**OBJECTIF 1**. Indiquez combien de lignes des enregistrements contiennent la chaîne « hardware », en tenant compte de la casse. Ne donnez que ce nombre.

Sa première intuition est donc de rassembler le plus de ressources possible sans chercher à les hiérarchiser. Ce projet de catalogue trouve en fait sa source dans le New Woman’s Survival Catalog, lui-même inspiré du Whole Earth Catalog, revue de contre-culture devenue culte, créée en 1968 par Stewart Brand, une figure de la Silicon Valley. Ces deux publications se présentent comme un patchwork de petites annonces, des encadrés juxtaposés sans ordre apparent ni hiérarchie claire. La seconde intuition de Mindy Seu est de concevoir un mode de lecture non linéaire, à l’aide d’un système de référencement croisé qui permet de naviguer entre les contenus et les différentes personnes qui gravitent dans l’univers cyberféministe. Elle s’appuie pour cela sur les travaux de Ted Nelson, l’inventeur du concept d’hyperlien et de Xanadu, un projet de design du Web en trois dimensions. Sa troisième intuition est de laisser aux autres le soin de donner du sens à la matière collectée. Le catalogue sera donc un projet participatif. Il prendra la forme d’une base de données en ligne, au sein de laquelle chacun pourra produire et partager ce que la designeuse appelle des « trails », littéralement des « parcours » à travers le contenu. En connectant ensemble tel ou tel contenu, doit se former une multitude de séquences chronologiques, thématiques, etc., sur le même principe que des playlists, qu’il sera ensuite possible d’imprimer à la demande.
Imprimer, c’est une façon de s’inscrire dans le temps, un moyen de préserver des ressources en ligne qui risquent de disparaître, précise Mindy Seu. En effet, que reste-t-il aujourd’hui des contenus du Web d’il y a vingt ans ou même dix ans ? Les dispositifs technologiques peinent finalement à assurer une continuité de la mémoire à long terme. « Pourtant, nous laissons des entreprises commerciales se charger de notre mémoire et organiser nos propres souvenirs », songe la designeuse en pensant à la fonctionnalité « souvenirs » de Facebook qui, à chaque connexion, affiche une publication passée que nous aimerions sûrement revoir. Pas question pour Mindy Seu de se fier à Google pour référencer les ressources liées au cyberféminisme. En menant son travail d’archivage, elle fait justement émerger des ressources qu’on ne trouve pas sur le moteur de recherche : des livres jamais mis en ligne ou publiés dans des régions restées longtemps hors d’atteinte du moteur de recherche, ou encore des sites Web aujourd’hui disparus.

**DONNÉES FOURNIES**.

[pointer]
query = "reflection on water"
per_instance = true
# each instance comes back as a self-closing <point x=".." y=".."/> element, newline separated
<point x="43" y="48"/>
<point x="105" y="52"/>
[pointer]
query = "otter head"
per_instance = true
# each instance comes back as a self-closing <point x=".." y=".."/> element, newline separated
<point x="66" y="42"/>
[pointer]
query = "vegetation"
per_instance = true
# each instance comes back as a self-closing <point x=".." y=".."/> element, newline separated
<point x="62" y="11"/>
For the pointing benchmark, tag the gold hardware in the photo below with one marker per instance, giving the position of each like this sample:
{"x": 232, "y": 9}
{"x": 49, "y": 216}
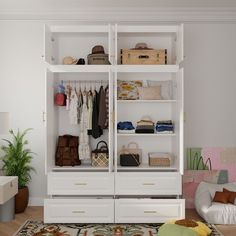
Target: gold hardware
{"x": 78, "y": 212}
{"x": 149, "y": 212}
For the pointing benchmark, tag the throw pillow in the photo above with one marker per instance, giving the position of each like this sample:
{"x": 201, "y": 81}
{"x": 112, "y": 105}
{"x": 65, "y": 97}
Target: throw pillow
{"x": 232, "y": 195}
{"x": 221, "y": 197}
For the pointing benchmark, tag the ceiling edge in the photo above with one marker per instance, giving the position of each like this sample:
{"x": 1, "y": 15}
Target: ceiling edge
{"x": 128, "y": 15}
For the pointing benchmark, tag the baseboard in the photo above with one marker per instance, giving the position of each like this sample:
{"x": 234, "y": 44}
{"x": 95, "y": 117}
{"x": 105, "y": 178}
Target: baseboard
{"x": 36, "y": 201}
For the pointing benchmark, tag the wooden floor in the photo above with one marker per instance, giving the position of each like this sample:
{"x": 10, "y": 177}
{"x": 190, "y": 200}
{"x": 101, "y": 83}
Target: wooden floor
{"x": 36, "y": 213}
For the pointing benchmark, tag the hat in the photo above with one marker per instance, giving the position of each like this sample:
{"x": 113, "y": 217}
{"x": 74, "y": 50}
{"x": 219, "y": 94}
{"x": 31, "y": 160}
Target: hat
{"x": 98, "y": 49}
{"x": 69, "y": 61}
{"x": 141, "y": 46}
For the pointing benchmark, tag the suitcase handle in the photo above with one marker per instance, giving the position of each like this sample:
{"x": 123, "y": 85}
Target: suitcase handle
{"x": 143, "y": 56}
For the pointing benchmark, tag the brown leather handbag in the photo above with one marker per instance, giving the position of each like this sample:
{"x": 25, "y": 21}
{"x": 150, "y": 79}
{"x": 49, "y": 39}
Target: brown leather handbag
{"x": 67, "y": 151}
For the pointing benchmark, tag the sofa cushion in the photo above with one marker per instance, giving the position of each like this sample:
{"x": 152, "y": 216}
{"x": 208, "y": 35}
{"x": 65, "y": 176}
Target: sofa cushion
{"x": 232, "y": 195}
{"x": 222, "y": 197}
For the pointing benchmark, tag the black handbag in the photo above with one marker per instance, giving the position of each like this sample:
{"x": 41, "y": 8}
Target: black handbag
{"x": 100, "y": 156}
{"x": 130, "y": 156}
{"x": 129, "y": 160}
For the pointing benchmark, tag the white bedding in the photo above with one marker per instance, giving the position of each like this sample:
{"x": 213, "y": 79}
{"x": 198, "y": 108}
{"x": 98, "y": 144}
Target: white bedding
{"x": 214, "y": 212}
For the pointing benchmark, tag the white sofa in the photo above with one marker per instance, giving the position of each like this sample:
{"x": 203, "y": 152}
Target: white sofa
{"x": 214, "y": 212}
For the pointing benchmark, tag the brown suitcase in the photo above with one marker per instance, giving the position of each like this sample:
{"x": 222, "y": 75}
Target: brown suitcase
{"x": 98, "y": 59}
{"x": 67, "y": 151}
{"x": 143, "y": 56}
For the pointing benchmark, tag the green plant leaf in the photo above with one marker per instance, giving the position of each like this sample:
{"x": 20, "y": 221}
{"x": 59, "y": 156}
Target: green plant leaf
{"x": 17, "y": 158}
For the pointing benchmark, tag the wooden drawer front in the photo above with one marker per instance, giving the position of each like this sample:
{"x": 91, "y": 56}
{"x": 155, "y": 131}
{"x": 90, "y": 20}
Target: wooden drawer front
{"x": 148, "y": 210}
{"x": 78, "y": 210}
{"x": 148, "y": 184}
{"x": 80, "y": 183}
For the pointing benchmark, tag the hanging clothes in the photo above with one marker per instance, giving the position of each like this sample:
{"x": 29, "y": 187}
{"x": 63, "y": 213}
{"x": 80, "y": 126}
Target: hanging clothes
{"x": 102, "y": 108}
{"x": 90, "y": 110}
{"x": 68, "y": 94}
{"x": 96, "y": 129}
{"x": 73, "y": 109}
{"x": 84, "y": 148}
{"x": 80, "y": 105}
{"x": 107, "y": 107}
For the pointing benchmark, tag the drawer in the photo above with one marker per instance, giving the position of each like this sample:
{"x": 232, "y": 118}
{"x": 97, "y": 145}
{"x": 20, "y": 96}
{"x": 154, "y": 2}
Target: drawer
{"x": 148, "y": 184}
{"x": 148, "y": 210}
{"x": 78, "y": 210}
{"x": 71, "y": 183}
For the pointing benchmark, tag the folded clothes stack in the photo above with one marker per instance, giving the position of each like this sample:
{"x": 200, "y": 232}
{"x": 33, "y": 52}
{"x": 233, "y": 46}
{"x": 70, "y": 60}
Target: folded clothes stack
{"x": 125, "y": 127}
{"x": 145, "y": 126}
{"x": 165, "y": 126}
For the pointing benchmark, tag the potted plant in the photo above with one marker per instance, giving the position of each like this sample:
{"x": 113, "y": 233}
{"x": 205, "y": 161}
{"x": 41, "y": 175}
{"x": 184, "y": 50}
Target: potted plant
{"x": 16, "y": 162}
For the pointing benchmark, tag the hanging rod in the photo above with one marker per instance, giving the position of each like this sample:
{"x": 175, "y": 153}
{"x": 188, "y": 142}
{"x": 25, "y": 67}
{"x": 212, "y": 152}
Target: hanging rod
{"x": 84, "y": 81}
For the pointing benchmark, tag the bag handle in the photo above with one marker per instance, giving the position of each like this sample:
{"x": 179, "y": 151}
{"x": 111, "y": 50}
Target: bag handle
{"x": 103, "y": 143}
{"x": 135, "y": 159}
{"x": 134, "y": 143}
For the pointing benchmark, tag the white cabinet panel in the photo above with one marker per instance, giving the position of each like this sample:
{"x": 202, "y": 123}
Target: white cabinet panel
{"x": 148, "y": 210}
{"x": 148, "y": 183}
{"x": 78, "y": 210}
{"x": 65, "y": 183}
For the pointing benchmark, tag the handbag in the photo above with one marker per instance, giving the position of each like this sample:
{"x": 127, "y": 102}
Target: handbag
{"x": 100, "y": 156}
{"x": 130, "y": 156}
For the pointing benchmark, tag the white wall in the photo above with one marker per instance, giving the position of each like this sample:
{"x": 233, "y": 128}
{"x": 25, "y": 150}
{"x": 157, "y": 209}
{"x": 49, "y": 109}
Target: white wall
{"x": 210, "y": 84}
{"x": 22, "y": 89}
{"x": 210, "y": 98}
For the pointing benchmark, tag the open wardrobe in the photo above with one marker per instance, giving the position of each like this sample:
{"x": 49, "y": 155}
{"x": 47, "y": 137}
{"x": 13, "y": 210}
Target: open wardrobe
{"x": 114, "y": 123}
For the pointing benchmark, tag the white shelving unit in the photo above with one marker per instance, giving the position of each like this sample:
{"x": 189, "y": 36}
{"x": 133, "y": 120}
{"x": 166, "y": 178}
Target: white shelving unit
{"x": 77, "y": 193}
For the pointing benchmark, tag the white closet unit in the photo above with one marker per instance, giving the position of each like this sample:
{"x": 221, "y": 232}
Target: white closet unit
{"x": 115, "y": 194}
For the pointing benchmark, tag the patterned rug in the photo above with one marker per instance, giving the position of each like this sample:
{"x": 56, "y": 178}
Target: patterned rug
{"x": 37, "y": 228}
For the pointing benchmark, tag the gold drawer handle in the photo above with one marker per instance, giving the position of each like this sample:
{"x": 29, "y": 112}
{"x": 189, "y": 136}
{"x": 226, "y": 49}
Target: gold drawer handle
{"x": 78, "y": 212}
{"x": 150, "y": 212}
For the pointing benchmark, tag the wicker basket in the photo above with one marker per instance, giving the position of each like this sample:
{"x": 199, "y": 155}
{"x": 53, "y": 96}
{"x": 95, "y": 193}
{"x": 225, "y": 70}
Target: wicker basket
{"x": 143, "y": 57}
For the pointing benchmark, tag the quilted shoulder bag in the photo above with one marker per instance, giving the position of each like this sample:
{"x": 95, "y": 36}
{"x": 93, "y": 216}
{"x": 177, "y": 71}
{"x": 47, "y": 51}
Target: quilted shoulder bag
{"x": 100, "y": 156}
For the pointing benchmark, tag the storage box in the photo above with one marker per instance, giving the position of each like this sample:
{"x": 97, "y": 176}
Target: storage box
{"x": 98, "y": 59}
{"x": 144, "y": 56}
{"x": 159, "y": 159}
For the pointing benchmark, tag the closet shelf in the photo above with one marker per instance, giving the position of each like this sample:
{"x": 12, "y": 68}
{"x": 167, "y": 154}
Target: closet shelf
{"x": 144, "y": 135}
{"x": 146, "y": 167}
{"x": 79, "y": 68}
{"x": 147, "y": 68}
{"x": 146, "y": 101}
{"x": 82, "y": 167}
{"x": 79, "y": 28}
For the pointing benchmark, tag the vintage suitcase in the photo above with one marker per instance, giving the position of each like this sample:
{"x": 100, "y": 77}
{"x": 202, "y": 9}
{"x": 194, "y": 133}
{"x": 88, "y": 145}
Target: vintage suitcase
{"x": 143, "y": 56}
{"x": 98, "y": 59}
{"x": 67, "y": 151}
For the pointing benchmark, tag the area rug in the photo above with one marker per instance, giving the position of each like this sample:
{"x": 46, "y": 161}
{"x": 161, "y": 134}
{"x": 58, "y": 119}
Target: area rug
{"x": 38, "y": 228}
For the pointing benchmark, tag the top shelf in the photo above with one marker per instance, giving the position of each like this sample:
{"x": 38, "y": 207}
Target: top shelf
{"x": 147, "y": 68}
{"x": 79, "y": 28}
{"x": 118, "y": 68}
{"x": 147, "y": 28}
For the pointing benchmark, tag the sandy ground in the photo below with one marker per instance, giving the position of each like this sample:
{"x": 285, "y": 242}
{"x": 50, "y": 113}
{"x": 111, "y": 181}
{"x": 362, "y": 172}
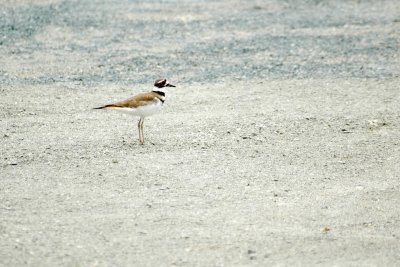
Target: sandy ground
{"x": 280, "y": 145}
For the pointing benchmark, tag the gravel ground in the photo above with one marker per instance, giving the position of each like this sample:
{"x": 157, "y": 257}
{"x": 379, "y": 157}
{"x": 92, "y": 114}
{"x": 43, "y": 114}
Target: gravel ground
{"x": 280, "y": 145}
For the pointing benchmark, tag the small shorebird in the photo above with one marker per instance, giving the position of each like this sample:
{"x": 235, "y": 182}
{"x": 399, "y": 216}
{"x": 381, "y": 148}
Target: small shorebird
{"x": 143, "y": 105}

**OBJECTIF 2**. D'après l'extrait sur le catalogue cyberféministe, qui a créé le Whole Earth Catalog, et en quelle année ?

**RÉPONSE COMPLÈTE 1**. 2

**RÉPONSE COMPLÈTE 2**. Stewart Brand l'a créé en 1968.